START TEXT PROVIDED
When I was in elementary school, my aunt was diagnosed with breast cancer, and it was my first experience with the idea that life is not always guaranteed. I remember the sense of fear and uncertainty that cancer brought with it. My aunt was an important figure in my life because she taught me the power of kindness. As a graduate of one of the best medical schools in India, it would have been easy for her to practice in a wealthy neighborhood in Mumbai and live out a comfortable life. Instead she chose to practice by one of the largest slums in the world, and treat people who had little access to quality medical care. Her conviction that everyone, no matter their wealth, deserved equal treatment made a powerful impression on my worldview. I ride for my aunt, as well as for her vision of a world where anyone can be treated with dignity and respect, no matter where they come from.
Growing up, my grandfather would visit every spring from India. Every time he would visit, my grandfather, brother, and I would watch old Hollywood classics all day. Watching old war movies gave me a fascination with history that I still have. In sophomore year of high school, he came to our house on his annual visit when his health unexpectedly deteriorated. He had lung cancer, which had gone completely undiagnosed, and within weeks he was gone. He passed away at a time when I was just becoming old enough to appreciate the full wealth of his life. I could not ask him about his time as an economist in post-colonial Zambia, or his experience starting one of the first business schools in Maharashtra, or about the many other adventures of his life. I felt I had so many questions I still had, felt there were so many stories that I would never be able to hear. I ride for my grandfather, and in the hope that others will get the time they need to appreciate those around them.
END TEXT PROVIDED
START INFORMATION PROVIDED
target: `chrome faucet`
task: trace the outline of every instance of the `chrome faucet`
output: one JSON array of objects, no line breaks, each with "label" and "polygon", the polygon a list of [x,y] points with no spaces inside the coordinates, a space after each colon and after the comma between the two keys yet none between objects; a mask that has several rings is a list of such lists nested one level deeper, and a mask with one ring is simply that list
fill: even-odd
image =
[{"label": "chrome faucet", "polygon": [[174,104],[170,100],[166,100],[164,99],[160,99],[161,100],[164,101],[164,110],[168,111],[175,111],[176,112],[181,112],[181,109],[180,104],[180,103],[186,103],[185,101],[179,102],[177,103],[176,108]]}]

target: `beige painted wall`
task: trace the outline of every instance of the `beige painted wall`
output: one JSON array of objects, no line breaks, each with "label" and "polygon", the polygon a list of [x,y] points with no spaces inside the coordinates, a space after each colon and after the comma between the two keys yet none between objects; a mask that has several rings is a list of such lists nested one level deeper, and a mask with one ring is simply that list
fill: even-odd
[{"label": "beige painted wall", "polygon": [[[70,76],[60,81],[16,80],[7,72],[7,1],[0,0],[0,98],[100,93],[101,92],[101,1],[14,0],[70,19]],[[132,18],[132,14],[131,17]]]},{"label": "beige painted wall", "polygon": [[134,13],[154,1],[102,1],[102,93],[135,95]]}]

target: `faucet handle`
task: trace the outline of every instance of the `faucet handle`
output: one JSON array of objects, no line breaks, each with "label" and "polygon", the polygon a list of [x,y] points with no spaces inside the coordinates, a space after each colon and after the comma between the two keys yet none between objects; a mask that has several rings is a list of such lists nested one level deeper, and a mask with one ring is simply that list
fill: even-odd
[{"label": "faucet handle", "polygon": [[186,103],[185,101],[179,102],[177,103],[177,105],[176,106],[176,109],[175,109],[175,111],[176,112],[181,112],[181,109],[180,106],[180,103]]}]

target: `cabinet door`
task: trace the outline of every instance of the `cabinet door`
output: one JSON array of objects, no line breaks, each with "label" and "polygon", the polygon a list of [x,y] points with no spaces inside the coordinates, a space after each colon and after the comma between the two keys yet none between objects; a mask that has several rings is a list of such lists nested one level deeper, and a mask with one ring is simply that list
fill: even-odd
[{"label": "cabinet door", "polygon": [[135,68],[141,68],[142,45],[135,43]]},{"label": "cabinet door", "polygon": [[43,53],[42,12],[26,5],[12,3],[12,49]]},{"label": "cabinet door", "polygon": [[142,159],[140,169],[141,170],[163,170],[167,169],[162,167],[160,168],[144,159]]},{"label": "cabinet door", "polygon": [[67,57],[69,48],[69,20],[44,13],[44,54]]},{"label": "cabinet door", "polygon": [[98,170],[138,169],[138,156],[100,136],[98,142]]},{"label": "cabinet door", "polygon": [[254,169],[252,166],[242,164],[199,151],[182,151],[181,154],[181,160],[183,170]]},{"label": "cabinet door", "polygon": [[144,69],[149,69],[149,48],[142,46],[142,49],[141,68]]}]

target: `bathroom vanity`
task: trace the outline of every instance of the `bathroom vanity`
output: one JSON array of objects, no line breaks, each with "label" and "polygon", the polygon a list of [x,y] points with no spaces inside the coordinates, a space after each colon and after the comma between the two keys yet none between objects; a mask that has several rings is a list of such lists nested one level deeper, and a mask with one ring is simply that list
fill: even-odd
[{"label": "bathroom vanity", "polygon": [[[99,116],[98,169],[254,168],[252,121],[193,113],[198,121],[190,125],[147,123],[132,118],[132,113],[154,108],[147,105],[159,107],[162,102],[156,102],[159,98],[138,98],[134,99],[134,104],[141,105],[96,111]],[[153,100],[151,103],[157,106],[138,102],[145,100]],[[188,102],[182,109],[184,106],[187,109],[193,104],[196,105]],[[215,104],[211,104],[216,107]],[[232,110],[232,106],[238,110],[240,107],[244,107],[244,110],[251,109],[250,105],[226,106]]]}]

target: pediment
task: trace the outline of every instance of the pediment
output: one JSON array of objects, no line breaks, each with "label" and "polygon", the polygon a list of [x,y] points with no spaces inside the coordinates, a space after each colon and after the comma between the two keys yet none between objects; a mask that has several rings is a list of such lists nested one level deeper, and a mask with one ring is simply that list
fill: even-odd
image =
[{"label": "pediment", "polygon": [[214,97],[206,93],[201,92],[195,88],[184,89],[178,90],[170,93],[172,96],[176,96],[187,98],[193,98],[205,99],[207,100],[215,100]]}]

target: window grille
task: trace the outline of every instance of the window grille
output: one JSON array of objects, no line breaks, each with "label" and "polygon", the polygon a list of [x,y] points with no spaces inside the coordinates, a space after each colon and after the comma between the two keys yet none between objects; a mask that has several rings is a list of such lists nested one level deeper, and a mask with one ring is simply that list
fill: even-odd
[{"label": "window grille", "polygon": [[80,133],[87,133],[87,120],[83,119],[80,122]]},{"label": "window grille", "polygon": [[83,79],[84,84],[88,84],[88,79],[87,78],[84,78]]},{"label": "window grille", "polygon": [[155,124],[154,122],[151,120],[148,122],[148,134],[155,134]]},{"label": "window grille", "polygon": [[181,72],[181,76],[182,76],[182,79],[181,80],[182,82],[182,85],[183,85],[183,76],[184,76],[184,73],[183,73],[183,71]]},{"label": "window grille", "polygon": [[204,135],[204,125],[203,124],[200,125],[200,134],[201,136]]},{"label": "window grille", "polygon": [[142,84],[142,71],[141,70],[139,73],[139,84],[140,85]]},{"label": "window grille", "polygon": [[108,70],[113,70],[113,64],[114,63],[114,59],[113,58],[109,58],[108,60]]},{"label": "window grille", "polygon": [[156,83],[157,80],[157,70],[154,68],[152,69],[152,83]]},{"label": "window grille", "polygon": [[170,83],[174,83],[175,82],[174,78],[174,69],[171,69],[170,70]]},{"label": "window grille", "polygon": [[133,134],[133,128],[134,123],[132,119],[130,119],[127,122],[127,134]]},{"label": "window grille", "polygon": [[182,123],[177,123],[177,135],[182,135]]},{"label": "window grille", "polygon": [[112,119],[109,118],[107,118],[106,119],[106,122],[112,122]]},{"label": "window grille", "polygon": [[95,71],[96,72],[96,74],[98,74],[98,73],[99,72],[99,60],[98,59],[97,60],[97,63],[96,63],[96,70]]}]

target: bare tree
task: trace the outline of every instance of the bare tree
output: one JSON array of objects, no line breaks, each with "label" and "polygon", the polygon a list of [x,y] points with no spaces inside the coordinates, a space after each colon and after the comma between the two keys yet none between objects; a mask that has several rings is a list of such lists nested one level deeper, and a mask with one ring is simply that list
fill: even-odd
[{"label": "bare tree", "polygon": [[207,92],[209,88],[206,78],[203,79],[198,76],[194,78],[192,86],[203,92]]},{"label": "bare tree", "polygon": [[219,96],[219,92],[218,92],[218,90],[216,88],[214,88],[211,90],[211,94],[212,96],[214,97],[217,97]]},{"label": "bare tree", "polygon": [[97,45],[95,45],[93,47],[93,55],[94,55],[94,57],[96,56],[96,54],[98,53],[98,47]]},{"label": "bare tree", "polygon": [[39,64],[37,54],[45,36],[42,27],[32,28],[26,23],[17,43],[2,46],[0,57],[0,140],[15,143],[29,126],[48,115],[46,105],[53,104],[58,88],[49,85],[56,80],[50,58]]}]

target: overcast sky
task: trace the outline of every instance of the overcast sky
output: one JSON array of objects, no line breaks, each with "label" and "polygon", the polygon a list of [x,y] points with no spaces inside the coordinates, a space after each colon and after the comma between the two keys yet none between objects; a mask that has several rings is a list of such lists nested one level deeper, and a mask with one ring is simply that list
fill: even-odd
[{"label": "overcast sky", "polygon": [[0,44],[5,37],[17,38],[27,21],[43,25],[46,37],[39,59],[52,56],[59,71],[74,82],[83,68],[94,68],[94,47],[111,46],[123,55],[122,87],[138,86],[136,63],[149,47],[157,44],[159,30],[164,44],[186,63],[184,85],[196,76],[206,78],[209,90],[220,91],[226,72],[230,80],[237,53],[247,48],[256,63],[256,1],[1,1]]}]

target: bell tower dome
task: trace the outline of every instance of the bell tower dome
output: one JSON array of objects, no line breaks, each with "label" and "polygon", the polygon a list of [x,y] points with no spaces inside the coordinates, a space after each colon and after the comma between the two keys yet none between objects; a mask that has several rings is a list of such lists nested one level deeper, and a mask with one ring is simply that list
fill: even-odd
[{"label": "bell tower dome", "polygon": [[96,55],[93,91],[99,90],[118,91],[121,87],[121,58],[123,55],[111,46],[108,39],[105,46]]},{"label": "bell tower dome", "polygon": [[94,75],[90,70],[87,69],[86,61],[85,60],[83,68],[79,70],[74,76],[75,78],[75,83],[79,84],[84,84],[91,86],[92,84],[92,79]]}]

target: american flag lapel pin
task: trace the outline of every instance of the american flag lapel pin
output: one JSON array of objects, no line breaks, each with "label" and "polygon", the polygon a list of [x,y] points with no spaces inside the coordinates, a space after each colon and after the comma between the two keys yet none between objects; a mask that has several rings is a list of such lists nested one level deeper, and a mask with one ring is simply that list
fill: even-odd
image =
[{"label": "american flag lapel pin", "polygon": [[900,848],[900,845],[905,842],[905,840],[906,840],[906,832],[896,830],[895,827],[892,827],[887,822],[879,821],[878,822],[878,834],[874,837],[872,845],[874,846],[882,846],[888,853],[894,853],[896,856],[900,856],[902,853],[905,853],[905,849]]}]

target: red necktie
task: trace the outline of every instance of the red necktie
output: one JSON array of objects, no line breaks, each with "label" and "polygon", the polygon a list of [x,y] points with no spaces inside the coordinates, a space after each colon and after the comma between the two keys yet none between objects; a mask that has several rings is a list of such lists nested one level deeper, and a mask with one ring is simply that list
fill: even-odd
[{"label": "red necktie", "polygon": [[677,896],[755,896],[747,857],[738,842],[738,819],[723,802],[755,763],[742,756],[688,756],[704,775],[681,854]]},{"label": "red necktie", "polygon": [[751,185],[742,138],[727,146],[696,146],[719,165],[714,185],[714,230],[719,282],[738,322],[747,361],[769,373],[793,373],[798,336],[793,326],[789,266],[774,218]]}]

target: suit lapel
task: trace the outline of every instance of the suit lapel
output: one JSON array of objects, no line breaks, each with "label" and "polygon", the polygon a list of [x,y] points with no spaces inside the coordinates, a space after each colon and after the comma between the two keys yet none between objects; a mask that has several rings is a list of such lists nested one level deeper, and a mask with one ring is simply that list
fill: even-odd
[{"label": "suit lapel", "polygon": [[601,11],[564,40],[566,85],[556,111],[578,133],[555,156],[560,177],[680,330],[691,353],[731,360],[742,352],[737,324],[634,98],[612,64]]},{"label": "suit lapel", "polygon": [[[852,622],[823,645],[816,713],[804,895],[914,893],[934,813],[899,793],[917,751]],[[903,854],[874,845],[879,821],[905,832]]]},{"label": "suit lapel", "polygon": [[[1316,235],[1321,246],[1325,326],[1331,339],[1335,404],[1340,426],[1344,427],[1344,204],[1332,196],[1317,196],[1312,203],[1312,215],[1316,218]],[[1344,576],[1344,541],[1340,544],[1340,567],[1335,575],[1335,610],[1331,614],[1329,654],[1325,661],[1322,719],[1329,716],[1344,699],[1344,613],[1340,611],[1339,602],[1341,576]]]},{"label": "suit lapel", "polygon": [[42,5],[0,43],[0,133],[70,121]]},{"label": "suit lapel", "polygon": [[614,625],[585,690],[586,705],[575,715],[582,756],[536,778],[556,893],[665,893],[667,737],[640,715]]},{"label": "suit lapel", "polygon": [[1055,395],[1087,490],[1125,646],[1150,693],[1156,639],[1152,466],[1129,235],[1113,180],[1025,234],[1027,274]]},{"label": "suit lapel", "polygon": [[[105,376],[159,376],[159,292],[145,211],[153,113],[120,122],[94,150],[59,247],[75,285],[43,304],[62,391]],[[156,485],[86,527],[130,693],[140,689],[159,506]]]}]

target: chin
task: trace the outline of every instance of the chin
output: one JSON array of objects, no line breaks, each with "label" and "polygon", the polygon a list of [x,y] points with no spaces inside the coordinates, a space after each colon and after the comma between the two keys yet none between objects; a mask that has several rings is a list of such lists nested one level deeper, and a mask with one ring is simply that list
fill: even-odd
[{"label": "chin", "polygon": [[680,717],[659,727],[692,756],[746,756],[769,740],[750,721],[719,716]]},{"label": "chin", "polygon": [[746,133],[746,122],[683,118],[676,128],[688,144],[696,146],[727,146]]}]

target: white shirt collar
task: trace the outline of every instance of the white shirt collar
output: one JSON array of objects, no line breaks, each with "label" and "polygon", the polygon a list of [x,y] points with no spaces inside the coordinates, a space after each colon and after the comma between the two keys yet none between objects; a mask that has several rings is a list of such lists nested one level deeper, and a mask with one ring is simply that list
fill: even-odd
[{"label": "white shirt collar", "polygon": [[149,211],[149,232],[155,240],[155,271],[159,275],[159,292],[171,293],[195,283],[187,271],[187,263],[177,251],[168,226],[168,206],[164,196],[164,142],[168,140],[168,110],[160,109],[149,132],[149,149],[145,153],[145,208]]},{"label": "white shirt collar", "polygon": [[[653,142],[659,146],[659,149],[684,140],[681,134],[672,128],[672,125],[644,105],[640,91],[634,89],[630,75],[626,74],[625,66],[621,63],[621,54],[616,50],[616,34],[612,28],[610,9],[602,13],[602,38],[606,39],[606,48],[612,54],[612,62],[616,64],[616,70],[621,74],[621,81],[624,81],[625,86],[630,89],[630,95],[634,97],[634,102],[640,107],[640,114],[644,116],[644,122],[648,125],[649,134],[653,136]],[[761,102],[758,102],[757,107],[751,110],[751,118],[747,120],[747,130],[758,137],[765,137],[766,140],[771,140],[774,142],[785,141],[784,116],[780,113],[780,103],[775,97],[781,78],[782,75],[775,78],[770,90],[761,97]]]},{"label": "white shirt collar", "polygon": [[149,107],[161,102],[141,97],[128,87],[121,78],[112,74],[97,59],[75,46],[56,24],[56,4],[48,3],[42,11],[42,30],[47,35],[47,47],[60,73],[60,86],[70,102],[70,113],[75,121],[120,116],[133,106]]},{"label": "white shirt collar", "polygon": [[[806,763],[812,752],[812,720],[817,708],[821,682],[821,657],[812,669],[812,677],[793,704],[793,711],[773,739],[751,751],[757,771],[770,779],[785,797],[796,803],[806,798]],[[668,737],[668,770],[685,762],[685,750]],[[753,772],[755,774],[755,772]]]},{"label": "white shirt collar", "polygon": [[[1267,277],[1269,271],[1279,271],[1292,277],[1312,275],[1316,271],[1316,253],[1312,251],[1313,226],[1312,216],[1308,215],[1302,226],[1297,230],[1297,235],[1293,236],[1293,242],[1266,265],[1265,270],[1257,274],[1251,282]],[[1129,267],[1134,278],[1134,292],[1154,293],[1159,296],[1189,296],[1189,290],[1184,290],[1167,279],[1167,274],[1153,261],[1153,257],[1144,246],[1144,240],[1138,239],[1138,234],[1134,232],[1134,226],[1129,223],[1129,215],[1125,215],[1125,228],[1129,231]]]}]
END INFORMATION PROVIDED
EXERCISE REQUIREMENTS
A - Summarize the passage in two sentences.
B - Reproduce word for word the part of the passage starting with "When I was in" and going on through "they come from.".

RESULTS FOR EACH TASK
A - The writer's aunt, who was diagnosed with breast cancer, chose to practice medicine by one of the largest slums in the world to treat people with little access to quality care, and the writer rides for her and her vision of dignity and respect for anyone. The writer's grandfather died within weeks of completely undiagnosed lung cancer during his annual visit from India, and the writer rides for him and in the hope that others will get the time they need to appreciate those around them.

B -
When I was in elementary school, my aunt was diagnosed with breast cancer, and it was my first experience with the idea that life is not always guaranteed. I remember the sense of fear and uncertainty that cancer brought with it. My aunt was an important figure in my life because she taught me the power of kindness. As a graduate of one of the best medical schools in India, it would have been easy for her to practice in a wealthy neighborhood in Mumbai and live out a comfortable life. Instead she chose to practice by one of the largest slums in the world, and treat people who had little access to quality medical care. Her conviction that everyone, no matter their wealth, deserved equal treatment made a powerful impression on my worldview. I ride for my aunt, as well as for her vision of a world where anyone can be treated with dignity and respect, no matter where they come from.